- Exercise aim -
Convert the records, starting with the line that contains "For each instance of the log siding, drop" and going on through the line that contains "(1149, 842)", into a Markdown table with the columns Row and Line. Give each line a row number and skip any blank lines.

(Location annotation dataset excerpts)
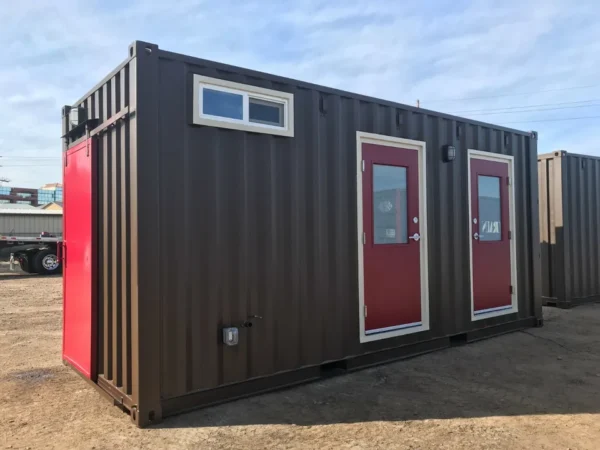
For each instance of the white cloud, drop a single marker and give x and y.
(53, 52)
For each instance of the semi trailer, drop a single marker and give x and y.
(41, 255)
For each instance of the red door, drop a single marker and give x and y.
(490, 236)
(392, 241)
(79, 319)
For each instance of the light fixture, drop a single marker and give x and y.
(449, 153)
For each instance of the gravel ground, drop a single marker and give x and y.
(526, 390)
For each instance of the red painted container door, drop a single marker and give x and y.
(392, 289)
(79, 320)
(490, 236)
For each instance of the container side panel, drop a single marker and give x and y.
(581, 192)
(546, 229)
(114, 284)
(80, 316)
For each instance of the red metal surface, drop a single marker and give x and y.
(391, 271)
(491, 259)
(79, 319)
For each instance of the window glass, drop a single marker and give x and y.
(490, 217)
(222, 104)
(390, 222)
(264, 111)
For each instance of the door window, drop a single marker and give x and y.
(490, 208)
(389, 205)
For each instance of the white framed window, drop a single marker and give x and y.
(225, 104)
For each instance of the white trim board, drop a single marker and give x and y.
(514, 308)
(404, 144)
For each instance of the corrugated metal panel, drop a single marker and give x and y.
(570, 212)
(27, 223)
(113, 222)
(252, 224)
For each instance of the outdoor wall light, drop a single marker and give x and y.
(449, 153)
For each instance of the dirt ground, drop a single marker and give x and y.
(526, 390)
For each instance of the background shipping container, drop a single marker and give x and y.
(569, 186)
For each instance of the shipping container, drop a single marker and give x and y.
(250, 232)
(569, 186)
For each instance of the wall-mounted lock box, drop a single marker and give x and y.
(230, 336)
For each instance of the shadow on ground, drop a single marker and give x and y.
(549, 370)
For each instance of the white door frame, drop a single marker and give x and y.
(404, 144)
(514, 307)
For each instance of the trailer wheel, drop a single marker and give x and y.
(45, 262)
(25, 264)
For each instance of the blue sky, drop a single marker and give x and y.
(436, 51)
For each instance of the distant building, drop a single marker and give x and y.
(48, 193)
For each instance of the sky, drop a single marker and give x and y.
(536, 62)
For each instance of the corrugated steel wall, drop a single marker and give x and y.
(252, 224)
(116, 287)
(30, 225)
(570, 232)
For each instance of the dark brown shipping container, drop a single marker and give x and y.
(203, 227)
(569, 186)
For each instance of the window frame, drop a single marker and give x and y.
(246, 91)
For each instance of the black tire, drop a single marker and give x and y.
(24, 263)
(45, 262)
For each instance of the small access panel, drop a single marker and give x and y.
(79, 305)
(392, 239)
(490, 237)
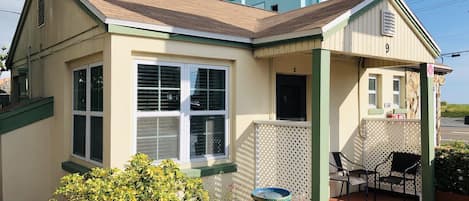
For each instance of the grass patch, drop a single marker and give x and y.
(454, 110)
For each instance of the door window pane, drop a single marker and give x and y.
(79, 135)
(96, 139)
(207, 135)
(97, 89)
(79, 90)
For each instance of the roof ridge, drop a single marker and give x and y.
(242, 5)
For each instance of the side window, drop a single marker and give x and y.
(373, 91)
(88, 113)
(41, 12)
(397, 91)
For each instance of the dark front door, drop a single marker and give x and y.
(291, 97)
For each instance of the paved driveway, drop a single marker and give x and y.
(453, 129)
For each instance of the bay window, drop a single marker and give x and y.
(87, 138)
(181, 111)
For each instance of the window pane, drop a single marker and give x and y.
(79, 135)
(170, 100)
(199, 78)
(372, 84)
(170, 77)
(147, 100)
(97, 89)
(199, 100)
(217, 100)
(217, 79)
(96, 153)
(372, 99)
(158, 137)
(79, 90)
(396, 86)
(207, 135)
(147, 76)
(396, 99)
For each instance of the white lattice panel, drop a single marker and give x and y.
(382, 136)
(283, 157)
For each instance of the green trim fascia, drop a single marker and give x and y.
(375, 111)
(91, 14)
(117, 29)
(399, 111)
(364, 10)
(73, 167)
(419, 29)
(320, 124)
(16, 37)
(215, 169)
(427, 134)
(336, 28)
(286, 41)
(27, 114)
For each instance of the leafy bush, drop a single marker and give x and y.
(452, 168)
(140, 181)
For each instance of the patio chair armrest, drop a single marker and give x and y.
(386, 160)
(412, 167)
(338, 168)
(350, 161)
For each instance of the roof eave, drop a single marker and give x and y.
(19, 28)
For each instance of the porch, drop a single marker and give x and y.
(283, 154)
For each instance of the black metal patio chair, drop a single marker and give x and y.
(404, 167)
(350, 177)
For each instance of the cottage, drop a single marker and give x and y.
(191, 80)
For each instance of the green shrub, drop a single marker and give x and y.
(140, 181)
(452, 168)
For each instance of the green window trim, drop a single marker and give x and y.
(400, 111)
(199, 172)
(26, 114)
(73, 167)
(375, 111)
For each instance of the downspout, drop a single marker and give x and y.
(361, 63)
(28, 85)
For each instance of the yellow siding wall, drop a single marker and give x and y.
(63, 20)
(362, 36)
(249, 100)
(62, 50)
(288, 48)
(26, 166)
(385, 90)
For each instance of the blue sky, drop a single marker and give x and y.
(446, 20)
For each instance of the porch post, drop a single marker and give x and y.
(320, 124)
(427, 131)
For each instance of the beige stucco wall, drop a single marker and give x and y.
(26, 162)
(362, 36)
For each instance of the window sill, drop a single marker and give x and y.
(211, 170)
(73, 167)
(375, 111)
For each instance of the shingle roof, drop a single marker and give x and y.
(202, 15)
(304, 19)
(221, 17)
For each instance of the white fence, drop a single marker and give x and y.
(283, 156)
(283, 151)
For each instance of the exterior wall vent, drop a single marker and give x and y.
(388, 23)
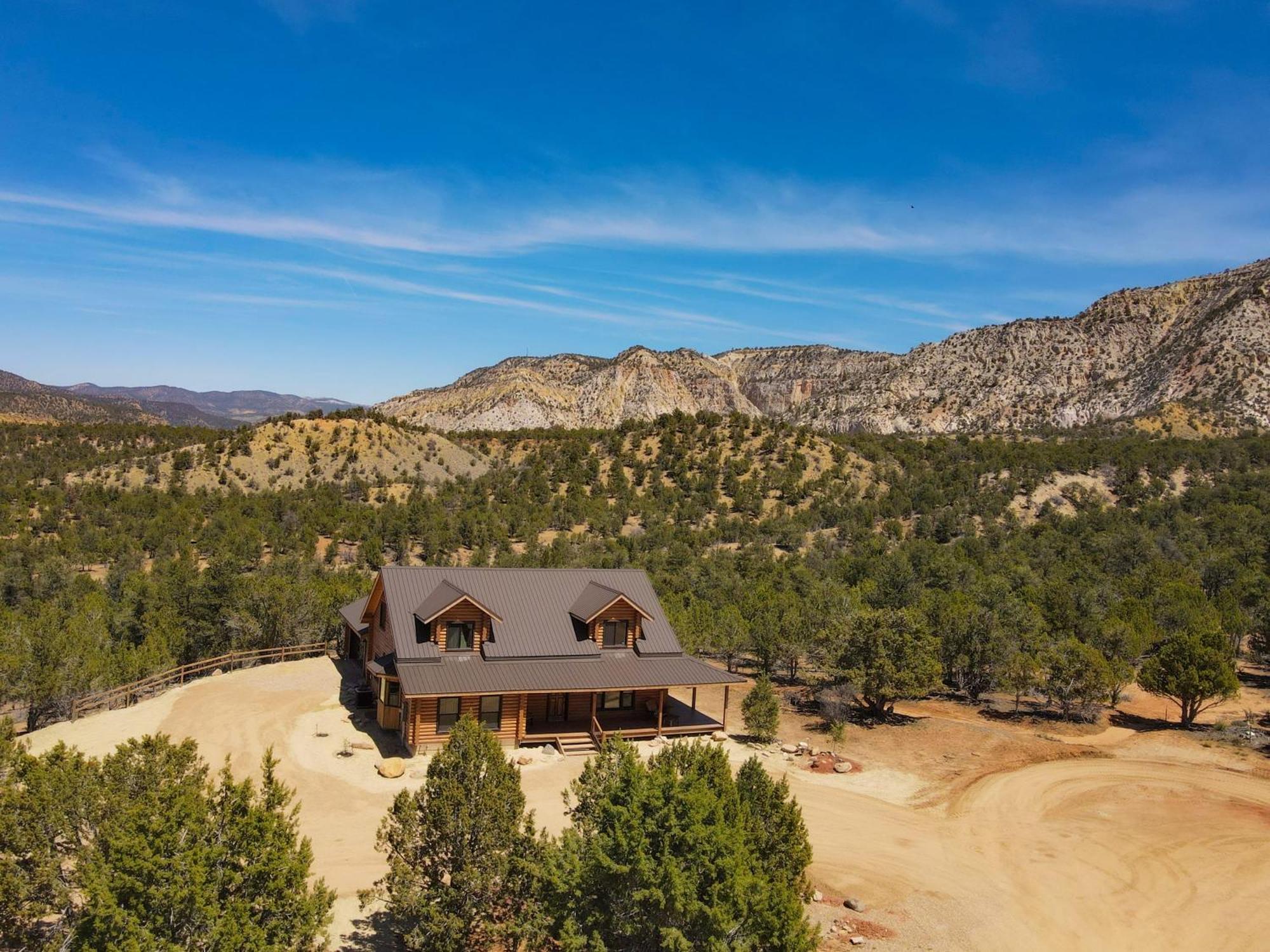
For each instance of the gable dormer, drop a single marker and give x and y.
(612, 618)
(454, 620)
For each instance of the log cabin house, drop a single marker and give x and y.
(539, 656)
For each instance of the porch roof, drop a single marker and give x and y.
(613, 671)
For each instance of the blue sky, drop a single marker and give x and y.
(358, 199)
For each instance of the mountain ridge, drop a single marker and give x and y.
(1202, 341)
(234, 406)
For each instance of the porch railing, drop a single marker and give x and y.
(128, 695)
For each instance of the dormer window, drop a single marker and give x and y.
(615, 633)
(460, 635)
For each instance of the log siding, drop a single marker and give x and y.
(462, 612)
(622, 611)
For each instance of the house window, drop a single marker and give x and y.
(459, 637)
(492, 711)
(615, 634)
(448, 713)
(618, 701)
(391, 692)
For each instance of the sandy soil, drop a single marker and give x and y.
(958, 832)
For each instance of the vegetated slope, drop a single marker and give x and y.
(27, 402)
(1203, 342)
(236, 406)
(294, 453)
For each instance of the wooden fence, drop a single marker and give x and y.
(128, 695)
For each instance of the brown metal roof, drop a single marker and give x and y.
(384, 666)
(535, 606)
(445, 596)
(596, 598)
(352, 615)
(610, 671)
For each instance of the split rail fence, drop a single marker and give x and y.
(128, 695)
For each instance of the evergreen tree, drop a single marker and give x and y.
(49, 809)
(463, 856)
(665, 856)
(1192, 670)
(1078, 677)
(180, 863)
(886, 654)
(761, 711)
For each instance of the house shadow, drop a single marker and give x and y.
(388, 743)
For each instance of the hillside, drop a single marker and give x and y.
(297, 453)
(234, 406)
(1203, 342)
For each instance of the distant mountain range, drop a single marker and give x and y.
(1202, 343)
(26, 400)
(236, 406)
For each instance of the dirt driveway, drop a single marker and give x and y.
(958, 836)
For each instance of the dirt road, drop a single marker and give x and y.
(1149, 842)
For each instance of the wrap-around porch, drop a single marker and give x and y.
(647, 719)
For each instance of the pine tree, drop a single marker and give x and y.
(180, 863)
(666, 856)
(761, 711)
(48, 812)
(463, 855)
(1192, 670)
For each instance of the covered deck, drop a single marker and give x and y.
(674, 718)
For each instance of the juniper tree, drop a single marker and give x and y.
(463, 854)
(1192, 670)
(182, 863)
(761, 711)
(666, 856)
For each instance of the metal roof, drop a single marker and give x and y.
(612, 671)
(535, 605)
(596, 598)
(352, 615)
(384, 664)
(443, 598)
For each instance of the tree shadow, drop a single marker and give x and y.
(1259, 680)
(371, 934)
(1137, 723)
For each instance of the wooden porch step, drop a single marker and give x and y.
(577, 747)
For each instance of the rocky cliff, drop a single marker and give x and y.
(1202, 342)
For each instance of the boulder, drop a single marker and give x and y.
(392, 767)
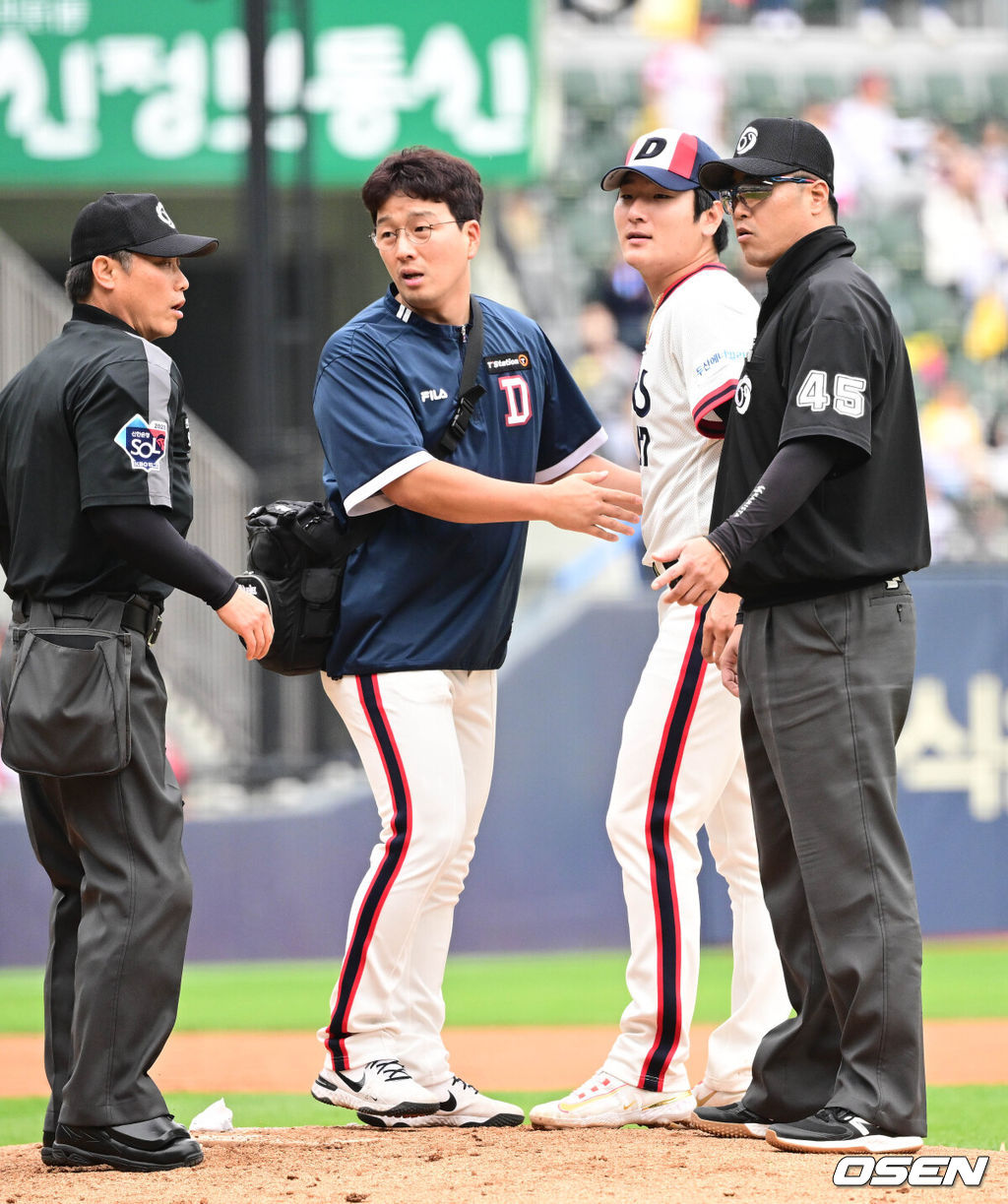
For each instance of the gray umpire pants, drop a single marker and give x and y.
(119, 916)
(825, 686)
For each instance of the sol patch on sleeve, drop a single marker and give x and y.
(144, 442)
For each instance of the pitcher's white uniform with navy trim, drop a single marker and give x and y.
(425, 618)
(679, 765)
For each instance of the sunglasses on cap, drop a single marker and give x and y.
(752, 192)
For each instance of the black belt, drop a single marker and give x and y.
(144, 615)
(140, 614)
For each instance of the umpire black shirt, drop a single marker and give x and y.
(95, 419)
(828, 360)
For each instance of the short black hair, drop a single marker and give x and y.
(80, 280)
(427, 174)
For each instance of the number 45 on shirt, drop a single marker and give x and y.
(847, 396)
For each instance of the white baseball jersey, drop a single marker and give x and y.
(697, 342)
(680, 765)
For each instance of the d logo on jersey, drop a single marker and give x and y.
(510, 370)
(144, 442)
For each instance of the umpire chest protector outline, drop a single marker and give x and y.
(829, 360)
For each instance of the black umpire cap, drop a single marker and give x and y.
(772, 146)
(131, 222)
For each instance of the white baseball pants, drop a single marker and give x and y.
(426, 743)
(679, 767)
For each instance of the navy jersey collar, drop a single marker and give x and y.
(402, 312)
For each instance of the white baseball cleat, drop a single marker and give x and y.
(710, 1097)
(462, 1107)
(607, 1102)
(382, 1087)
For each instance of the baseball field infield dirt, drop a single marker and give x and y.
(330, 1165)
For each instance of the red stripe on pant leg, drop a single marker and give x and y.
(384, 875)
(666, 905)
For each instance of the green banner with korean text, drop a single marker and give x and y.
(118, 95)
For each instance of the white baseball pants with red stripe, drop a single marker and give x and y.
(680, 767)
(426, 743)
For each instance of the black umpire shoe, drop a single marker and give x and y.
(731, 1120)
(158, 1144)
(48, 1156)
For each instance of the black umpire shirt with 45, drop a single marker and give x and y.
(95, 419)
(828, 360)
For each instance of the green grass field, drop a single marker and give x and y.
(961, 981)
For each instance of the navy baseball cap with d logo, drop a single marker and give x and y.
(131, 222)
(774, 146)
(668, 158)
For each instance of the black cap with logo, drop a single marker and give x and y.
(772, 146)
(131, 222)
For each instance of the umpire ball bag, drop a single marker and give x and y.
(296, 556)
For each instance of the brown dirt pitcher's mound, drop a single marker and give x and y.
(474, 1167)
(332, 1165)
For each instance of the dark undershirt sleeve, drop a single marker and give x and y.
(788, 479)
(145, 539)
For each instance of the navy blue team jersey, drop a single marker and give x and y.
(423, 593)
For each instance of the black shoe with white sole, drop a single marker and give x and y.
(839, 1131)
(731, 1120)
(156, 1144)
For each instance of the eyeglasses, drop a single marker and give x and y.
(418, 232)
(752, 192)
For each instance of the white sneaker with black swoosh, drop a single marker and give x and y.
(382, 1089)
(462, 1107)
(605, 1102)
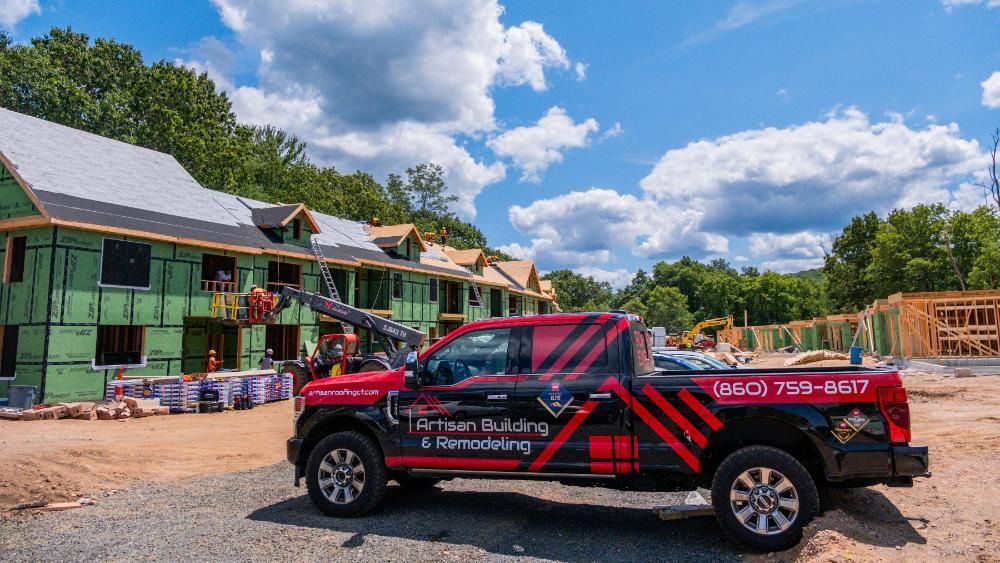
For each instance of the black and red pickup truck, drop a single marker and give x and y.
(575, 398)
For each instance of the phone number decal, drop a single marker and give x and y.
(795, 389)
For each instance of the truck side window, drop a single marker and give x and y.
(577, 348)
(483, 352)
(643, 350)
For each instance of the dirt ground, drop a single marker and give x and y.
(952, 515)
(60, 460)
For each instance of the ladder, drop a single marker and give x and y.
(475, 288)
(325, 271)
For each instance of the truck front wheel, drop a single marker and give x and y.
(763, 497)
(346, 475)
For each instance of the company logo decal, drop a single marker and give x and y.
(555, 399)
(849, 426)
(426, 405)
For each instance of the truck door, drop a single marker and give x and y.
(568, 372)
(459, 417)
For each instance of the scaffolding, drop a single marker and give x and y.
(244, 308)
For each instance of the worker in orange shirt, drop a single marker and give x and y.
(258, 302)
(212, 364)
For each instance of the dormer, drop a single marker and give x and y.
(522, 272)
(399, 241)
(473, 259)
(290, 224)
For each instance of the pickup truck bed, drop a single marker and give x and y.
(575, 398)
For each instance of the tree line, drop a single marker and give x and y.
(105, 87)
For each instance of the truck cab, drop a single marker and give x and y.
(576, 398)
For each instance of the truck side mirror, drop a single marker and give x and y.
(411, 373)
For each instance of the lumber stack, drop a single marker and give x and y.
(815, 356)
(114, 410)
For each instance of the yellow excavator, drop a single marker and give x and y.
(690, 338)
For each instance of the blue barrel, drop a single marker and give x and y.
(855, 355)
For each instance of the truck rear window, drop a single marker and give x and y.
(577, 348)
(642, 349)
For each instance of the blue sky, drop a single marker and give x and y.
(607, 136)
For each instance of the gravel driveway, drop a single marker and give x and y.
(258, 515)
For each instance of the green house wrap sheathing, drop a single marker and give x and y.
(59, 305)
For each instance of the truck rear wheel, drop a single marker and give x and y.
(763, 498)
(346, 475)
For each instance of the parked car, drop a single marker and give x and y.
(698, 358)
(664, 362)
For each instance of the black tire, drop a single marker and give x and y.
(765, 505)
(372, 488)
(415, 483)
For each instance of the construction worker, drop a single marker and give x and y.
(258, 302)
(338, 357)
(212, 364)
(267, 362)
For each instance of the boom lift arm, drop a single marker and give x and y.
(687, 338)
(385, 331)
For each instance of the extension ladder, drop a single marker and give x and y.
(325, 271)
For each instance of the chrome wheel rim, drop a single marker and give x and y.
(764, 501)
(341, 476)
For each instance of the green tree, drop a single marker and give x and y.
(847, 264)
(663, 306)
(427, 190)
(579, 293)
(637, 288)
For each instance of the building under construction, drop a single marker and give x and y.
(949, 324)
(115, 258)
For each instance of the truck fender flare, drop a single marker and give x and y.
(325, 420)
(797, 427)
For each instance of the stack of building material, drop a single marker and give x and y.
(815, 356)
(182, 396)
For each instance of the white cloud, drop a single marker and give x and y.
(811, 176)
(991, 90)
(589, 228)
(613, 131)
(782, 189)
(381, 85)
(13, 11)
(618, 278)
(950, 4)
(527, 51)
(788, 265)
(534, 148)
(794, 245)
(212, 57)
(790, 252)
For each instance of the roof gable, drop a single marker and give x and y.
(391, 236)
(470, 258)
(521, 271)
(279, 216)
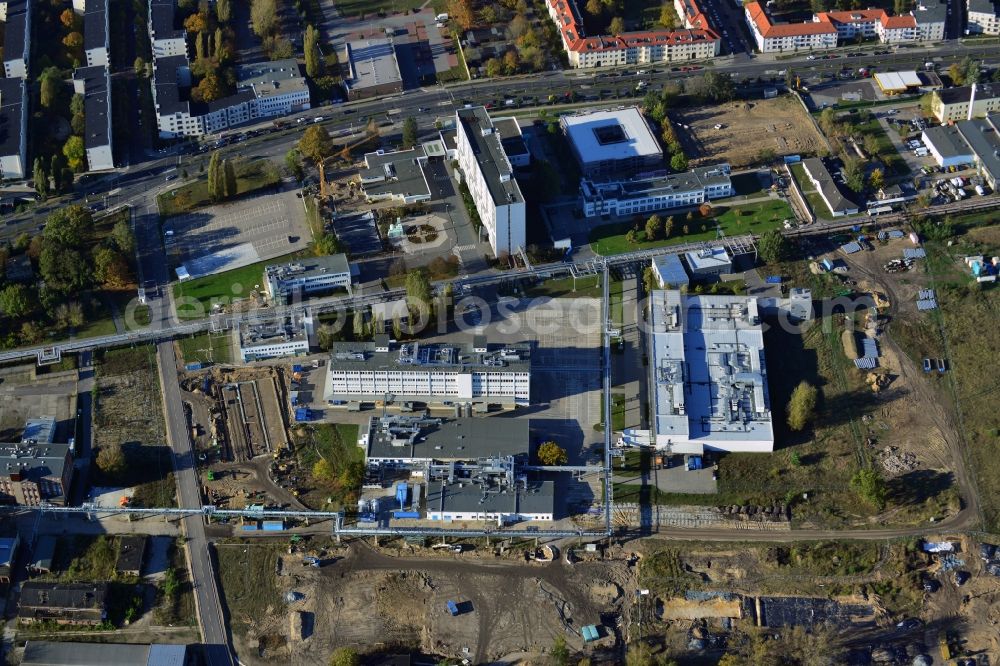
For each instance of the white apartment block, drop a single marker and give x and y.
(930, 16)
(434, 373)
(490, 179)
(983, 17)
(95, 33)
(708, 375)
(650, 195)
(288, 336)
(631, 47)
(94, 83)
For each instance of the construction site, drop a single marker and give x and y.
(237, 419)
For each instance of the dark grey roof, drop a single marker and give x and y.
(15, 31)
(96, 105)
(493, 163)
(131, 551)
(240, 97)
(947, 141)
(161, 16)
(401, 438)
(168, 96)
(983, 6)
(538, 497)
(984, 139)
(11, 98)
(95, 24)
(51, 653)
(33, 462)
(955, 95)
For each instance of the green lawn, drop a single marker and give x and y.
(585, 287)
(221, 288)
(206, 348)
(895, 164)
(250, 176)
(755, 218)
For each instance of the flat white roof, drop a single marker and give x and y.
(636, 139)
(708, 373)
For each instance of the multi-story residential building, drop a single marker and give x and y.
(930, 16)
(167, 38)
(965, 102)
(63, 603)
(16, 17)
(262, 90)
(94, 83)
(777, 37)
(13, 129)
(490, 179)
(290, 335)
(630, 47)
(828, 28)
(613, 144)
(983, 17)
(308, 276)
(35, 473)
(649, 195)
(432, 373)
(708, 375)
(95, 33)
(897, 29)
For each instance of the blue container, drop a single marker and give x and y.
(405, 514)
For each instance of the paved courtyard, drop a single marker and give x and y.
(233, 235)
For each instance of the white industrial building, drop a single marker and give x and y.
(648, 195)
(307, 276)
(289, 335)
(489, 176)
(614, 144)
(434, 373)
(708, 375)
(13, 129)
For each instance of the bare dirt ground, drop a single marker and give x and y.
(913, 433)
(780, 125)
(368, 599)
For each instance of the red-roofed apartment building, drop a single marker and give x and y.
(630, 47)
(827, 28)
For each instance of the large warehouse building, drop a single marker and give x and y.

- Result of the exercise -
| Row | Line |
|---|---|
| 1 | For each instance of the log siding, drop a single marker and give x and y. |
| 2 | (462, 612) |
| 3 | (622, 611) |
| 4 | For each instance of the house window, drop a single marker and give x and y. |
| 5 | (459, 637) |
| 6 | (492, 711) |
| 7 | (615, 634) |
| 8 | (448, 713) |
| 9 | (618, 701) |
| 10 | (391, 692) |
| 11 | For each instance of the sandy soil, drop a single marker and give x and y. |
| 12 | (958, 832) |
| 13 | For each instance of the vegetated slope, drop a single marker and give x and y. |
| 14 | (27, 402) |
| 15 | (1203, 342) |
| 16 | (236, 406) |
| 17 | (294, 453) |
| 18 | For each instance of the wooden fence, drop a single marker and give x and y. |
| 19 | (128, 695) |
| 20 | For each instance of the brown metal roof, drop a single marker and give x and y. |
| 21 | (384, 666) |
| 22 | (535, 606) |
| 23 | (445, 596) |
| 24 | (596, 598) |
| 25 | (352, 615) |
| 26 | (610, 671) |
| 27 | For each instance of the split rail fence, drop a single marker and give x and y. |
| 28 | (128, 695) |
| 29 | For each instance of the evergreen tree, drop a single marker and give x and y. |
| 30 | (49, 809) |
| 31 | (463, 856) |
| 32 | (665, 856) |
| 33 | (1192, 670) |
| 34 | (1078, 677) |
| 35 | (180, 863) |
| 36 | (886, 654) |
| 37 | (761, 711) |
| 38 | For each instance of the house shadow, drop a single marker and give x and y. |
| 39 | (388, 743) |
| 40 | For each instance of the hillside, drop a single marker and give x and y. |
| 41 | (297, 453) |
| 42 | (234, 406) |
| 43 | (1203, 342) |
| 44 | For each instance of the distant mountain range, drop a single marker and give x and y. |
| 45 | (1202, 343) |
| 46 | (26, 400) |
| 47 | (236, 406) |
| 48 | For each instance of the dirt driveway, drop a single marker and give x and y. |
| 49 | (958, 836) |
| 50 | For each instance of the dirt road, drop a single marker and give x and y. |
| 51 | (1149, 842) |